* [Exercise brief]: Copy out all the records exactly.

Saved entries
****
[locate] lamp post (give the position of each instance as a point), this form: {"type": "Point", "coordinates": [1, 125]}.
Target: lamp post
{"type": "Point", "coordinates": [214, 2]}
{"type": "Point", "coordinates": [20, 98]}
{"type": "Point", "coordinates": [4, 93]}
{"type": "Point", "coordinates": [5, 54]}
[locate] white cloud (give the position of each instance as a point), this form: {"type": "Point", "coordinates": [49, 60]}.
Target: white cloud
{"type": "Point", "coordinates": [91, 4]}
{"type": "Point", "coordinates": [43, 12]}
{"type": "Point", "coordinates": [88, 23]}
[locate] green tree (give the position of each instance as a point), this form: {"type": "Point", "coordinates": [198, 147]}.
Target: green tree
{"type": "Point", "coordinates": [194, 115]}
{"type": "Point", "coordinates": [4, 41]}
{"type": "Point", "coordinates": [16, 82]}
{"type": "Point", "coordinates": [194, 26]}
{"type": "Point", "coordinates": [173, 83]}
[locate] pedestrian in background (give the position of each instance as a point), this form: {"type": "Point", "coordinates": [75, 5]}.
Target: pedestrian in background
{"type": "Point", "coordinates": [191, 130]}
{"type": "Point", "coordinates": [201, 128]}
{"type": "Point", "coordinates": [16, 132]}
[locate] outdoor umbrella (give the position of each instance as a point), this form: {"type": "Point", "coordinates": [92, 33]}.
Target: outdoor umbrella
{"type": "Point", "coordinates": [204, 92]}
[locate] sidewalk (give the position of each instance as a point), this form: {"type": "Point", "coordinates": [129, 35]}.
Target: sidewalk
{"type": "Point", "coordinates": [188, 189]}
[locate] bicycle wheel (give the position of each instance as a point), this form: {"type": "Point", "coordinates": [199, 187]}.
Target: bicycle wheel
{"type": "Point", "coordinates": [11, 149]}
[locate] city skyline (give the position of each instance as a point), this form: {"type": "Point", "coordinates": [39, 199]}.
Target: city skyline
****
* [Response box]:
[locate] lamp post (give the position of each instance as a point), this form: {"type": "Point", "coordinates": [1, 125]}.
Target: lamp post
{"type": "Point", "coordinates": [214, 2]}
{"type": "Point", "coordinates": [20, 98]}
{"type": "Point", "coordinates": [4, 93]}
{"type": "Point", "coordinates": [5, 54]}
[locate] white cloud (give the position of each instance as a point), this form: {"type": "Point", "coordinates": [49, 60]}.
Target: white cloud
{"type": "Point", "coordinates": [91, 4]}
{"type": "Point", "coordinates": [43, 12]}
{"type": "Point", "coordinates": [88, 23]}
[locate] green tree (give the position of each instance as a point), this form: {"type": "Point", "coordinates": [198, 147]}.
Target: green tree
{"type": "Point", "coordinates": [194, 115]}
{"type": "Point", "coordinates": [4, 41]}
{"type": "Point", "coordinates": [16, 82]}
{"type": "Point", "coordinates": [194, 26]}
{"type": "Point", "coordinates": [173, 83]}
[locate] pedestrian in background (give the position of each instance as a point), this form: {"type": "Point", "coordinates": [75, 5]}.
Target: pedestrian in background
{"type": "Point", "coordinates": [191, 130]}
{"type": "Point", "coordinates": [201, 128]}
{"type": "Point", "coordinates": [16, 132]}
[locate] outdoor umbrella (give the position of each instance as a point), this form: {"type": "Point", "coordinates": [92, 33]}.
Target: outdoor umbrella
{"type": "Point", "coordinates": [204, 92]}
[locate] sidewalk (give the position of each instance as a point), this form: {"type": "Point", "coordinates": [129, 35]}.
Target: sidewalk
{"type": "Point", "coordinates": [188, 189]}
[locate] bicycle wheel (give the position of each instance as a point), this form: {"type": "Point", "coordinates": [199, 187]}.
Target: bicycle wheel
{"type": "Point", "coordinates": [11, 149]}
[locate] city skyline (give the position of each instance as a point), this form: {"type": "Point", "coordinates": [39, 199]}.
Target: city skyline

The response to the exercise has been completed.